• Record set
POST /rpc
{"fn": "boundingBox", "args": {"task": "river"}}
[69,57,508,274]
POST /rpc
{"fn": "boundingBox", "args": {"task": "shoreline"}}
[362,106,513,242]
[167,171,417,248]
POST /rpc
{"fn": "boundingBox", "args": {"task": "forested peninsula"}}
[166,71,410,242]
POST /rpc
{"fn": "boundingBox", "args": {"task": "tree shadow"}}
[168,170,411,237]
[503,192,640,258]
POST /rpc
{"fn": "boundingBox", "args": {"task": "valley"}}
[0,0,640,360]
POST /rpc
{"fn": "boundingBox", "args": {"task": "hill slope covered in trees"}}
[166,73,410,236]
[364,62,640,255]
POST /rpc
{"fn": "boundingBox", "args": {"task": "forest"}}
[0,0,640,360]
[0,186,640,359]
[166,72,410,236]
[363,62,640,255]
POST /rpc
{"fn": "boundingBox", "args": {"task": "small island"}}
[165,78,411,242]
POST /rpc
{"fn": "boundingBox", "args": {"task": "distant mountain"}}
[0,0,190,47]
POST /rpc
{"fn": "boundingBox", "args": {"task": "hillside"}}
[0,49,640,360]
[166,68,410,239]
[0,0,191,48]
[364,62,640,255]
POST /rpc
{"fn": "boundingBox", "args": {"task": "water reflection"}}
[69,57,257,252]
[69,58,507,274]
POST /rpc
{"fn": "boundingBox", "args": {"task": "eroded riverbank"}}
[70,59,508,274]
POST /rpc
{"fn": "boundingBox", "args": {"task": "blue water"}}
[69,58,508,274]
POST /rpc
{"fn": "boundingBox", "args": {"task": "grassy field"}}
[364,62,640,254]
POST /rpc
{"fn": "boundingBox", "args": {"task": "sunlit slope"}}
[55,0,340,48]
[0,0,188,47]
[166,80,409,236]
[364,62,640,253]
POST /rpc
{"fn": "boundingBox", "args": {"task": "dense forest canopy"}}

• Requirement
Find every line in the items above that contains the string "slope", and copy each of those lines. Case counts.

• Written solution
{"fn": "boundingBox", "args": {"task": "hill slope covered in trees"}}
{"fn": "boundingBox", "args": {"task": "sunlit slope"}}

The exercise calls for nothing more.